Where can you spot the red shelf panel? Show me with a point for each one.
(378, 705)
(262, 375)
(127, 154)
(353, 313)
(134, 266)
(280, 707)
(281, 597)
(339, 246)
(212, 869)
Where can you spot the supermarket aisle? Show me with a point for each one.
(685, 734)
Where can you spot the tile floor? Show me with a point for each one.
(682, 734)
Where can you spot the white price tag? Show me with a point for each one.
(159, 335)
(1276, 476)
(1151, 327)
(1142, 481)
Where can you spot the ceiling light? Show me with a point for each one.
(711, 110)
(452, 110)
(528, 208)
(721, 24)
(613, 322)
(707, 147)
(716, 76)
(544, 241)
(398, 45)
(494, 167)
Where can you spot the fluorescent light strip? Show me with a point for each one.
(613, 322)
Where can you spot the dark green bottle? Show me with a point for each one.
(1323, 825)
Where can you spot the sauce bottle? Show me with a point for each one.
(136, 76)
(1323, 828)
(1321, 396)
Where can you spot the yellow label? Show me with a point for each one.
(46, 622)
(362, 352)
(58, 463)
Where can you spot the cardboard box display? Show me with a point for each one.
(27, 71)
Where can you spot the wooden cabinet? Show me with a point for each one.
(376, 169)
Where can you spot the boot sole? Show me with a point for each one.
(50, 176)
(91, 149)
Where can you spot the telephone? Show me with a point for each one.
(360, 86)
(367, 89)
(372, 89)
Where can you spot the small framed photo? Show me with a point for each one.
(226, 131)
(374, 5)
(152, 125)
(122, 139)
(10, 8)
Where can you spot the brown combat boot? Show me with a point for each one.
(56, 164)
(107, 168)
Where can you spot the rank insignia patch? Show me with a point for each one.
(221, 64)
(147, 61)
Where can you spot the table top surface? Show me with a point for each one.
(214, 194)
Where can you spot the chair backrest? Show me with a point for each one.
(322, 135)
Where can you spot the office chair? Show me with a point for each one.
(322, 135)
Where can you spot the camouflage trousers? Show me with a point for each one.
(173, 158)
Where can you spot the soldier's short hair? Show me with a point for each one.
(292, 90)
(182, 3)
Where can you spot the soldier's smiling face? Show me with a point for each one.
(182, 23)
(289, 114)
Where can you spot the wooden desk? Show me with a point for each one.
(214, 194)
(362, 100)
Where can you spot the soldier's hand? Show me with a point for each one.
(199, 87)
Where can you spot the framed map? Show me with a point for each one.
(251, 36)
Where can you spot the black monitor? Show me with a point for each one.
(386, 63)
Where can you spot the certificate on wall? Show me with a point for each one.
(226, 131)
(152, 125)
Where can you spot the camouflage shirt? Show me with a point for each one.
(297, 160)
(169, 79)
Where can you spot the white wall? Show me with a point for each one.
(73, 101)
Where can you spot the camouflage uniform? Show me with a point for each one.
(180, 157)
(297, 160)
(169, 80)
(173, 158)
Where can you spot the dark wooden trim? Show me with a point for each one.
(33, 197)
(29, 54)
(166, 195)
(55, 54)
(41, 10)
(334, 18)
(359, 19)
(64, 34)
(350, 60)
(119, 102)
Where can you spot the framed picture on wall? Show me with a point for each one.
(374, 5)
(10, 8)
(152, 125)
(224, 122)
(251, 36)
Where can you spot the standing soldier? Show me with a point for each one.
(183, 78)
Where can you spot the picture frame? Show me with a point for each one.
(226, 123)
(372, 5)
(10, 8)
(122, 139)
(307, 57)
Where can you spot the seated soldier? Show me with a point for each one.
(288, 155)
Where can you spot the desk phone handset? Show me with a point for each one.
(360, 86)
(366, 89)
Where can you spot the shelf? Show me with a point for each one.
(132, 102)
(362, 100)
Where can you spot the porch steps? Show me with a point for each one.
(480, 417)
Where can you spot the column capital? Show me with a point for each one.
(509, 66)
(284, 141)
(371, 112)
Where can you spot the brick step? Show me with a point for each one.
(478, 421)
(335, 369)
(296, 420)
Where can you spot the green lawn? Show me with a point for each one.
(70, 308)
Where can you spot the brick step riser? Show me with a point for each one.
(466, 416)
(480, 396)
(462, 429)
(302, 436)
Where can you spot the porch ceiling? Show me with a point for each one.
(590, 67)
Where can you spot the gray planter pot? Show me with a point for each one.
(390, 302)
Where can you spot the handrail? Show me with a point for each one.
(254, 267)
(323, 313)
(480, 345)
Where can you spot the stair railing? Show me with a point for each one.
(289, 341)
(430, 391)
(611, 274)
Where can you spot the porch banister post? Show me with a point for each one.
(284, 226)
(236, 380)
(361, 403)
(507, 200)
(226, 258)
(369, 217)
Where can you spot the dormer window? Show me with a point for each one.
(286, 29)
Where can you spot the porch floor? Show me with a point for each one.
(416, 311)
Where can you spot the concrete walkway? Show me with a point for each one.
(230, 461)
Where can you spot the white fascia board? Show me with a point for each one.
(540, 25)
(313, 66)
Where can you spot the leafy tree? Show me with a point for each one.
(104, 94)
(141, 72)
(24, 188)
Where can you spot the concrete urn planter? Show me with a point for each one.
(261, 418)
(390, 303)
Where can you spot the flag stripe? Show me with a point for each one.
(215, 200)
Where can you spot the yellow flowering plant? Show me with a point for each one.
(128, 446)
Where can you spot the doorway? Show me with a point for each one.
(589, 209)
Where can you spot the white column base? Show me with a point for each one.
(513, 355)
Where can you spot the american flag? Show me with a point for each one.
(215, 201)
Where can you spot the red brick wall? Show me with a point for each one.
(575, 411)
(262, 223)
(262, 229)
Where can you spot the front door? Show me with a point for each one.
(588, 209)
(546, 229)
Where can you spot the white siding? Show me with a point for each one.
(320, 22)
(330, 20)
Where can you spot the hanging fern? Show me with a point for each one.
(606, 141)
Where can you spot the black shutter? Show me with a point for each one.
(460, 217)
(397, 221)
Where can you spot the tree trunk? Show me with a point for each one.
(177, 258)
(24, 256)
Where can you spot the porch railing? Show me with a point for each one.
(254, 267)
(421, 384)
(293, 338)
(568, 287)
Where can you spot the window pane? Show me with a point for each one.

○ ○ ○ ○

* [Task objective]: Could you quote every one of the entries above verbatim, from the first to the last?

* [Final result]:
Where can you spot the red shelf panel? Show me with a point for each one.
(378, 705)
(262, 375)
(127, 154)
(353, 313)
(134, 266)
(280, 707)
(281, 597)
(339, 246)
(212, 869)
Where can you spot the supermarket aisle? Show me with a point for each one.
(685, 734)
Where can you spot the tile floor? Show me with a point for each one.
(682, 734)
Where can you spot the white price tag? Show me with a point for each one.
(159, 335)
(1276, 476)
(1151, 327)
(1142, 481)
Where can you spot the ceiling light? Show me with a point for each one.
(711, 110)
(452, 110)
(528, 208)
(721, 24)
(613, 322)
(707, 147)
(716, 76)
(544, 241)
(398, 45)
(494, 167)
Where can you spot the fluorescent light strip? Show me with a point for each one.
(613, 322)
Where can you spot the dark green bottle? Show me with a point for each one.
(1323, 825)
Where can you spot the sauce bottle? Show me with a point for each one.
(136, 76)
(1323, 828)
(1321, 396)
Where can you spot the yellow label? Show me with a point for each one.
(46, 622)
(362, 352)
(58, 463)
Where can you spot the cardboard box display? Show me with a point for each one.
(27, 71)
Where can you spot the wooden cabinet? Show me with a point for each one.
(376, 169)
Where can you spot the boot sole? Show me with a point for each one.
(50, 176)
(91, 149)
Where can you spot the telephone? Show me with a point for each one.
(360, 86)
(367, 89)
(372, 89)
Where can you spot the small framed photo? Show me with a point for each one.
(226, 131)
(374, 5)
(152, 125)
(122, 139)
(10, 8)
Where can you spot the brown combat boot? Show me with a point for each one.
(56, 164)
(107, 168)
Where can you spot the rank insignia patch? Show me with a point for each one.
(221, 64)
(147, 61)
Where can you spot the table top surface? Show me with a point for each one.
(214, 194)
Where can you spot the chair backrest? Show me with a point for each one.
(322, 135)
Where can you spot the office chair? Show me with a point for each one.
(322, 135)
Where can you spot the camouflage trousers? Show me with a point for each one.
(173, 158)
Where can you spot the soldier's short hair? Show me with a point for each one.
(292, 90)
(182, 3)
Where can you spot the soldier's smiling face? Show me with a point for each one.
(182, 23)
(289, 114)
Where can you spot the wooden desk? Show me with a point for each one.
(214, 194)
(362, 100)
Where can you spot the soldier's hand? Show me with a point for each one.
(199, 87)
Where can you spot the framed map? Show me with a point for each one.
(251, 36)
Where can you spot the black monitor? Show me with a point for each one.
(386, 63)
Where can you spot the certificate on wall? Show me with a point for each one.
(226, 131)
(152, 125)
Where can you spot the camouflage shirt? Show me with a point for each one.
(297, 160)
(169, 79)
Where can you spot the white wall? Show me with a point for each one.
(73, 101)
Where can you spot the camouflage uniform? Show me with a point for each one.
(180, 157)
(297, 160)
(169, 80)
(173, 158)
Where can you spot the dark wooden trim? Show me with a point for each one.
(33, 197)
(29, 54)
(166, 195)
(55, 54)
(41, 10)
(334, 18)
(359, 19)
(64, 34)
(350, 60)
(119, 102)
Where can you spot the framed picture on wall? Show me with a point for each one.
(374, 5)
(10, 8)
(152, 125)
(224, 122)
(251, 36)
Where can you spot the standing soldier? Show me with a point for each one.
(183, 78)
Where can you spot the picture frame? Show me with a point for each one.
(226, 123)
(372, 5)
(10, 8)
(122, 139)
(307, 57)
Where can you spot the seated soldier? Show me with a point for each one.
(288, 155)
Where can you spot the desk phone handset? Show me with a point for each one.
(360, 86)
(366, 89)
Where can you spot the shelf? Show me with a point for each one.
(132, 102)
(362, 100)
Where can you spot the porch steps? Show me with a point for each one.
(480, 417)
Where can you spot the column capital? Show me with a point for each one.
(509, 66)
(284, 141)
(371, 112)
Where can you spot the brick step? Show me with a point for each one.
(478, 421)
(335, 369)
(296, 420)
Where can you spot the green lawn? Show me with a point for each one.
(70, 308)
Where can you spot the brick step riser? Show me with a point for each one.
(466, 416)
(480, 396)
(462, 429)
(302, 436)
Where can you spot the porch ceiling? Show me with a point for each one.
(590, 67)
Where can you spot the gray planter pot? Show me with a point for each one.
(390, 302)
Where can you spot the handrail? Show me with a point for each one.
(254, 267)
(323, 313)
(480, 345)
Where can you spot the stair railing? Show me with a point for each one.
(289, 341)
(430, 391)
(611, 274)
Where can you spot the porch banister post? Show me with a point for each one.
(284, 226)
(236, 380)
(361, 403)
(507, 200)
(226, 258)
(369, 217)
Where can you spot the dormer window? Show me with a point for each one.
(286, 29)
Where can you spot the porch floor? Show me with a point for each one.
(416, 311)
Where can you spot the concrete walkway? Show me with a point for each one.
(230, 461)
Where can you spot the white fascia board? Show me with a point for each one.
(540, 25)
(313, 66)
Where can you spot the leafy tree? Show me with a point for each one.
(104, 94)
(141, 72)
(24, 188)
Where can you spot the concrete urn planter? Show me with a point for each one.
(261, 418)
(390, 303)
Where can you spot the flag stripe? Show me with a point for each one.
(215, 200)
Where can you spot the yellow flowering plant? Show me with a point for each one.
(128, 446)
Where can you spot the doorway? Show me with a point for each one.
(589, 209)
Where can you spot the white column base? Show me with a point for each one.
(513, 355)
Where can you spot the american flag? Show me with a point for each one.
(215, 201)
Where can you spot the red brick wall? Show me with a point for each one.
(575, 411)
(262, 223)
(262, 229)
Where can you spot the front door? Show me with a point for each one.
(588, 209)
(546, 229)
Where can you spot the white siding? Show me with a point for each one.
(320, 22)
(330, 20)
Where can you spot the hanging fern? Show me with a point for each one.
(606, 141)
Where can you spot the black shutter? Show me with a point for each one.
(460, 217)
(397, 221)
Where can you spot the tree trunk? Show me with a point for each one.
(177, 258)
(24, 256)
Where can you spot the porch railing? Show me with a point for each one.
(254, 267)
(421, 384)
(293, 338)
(568, 287)
Where can you spot the window pane? Show me with a point for each one.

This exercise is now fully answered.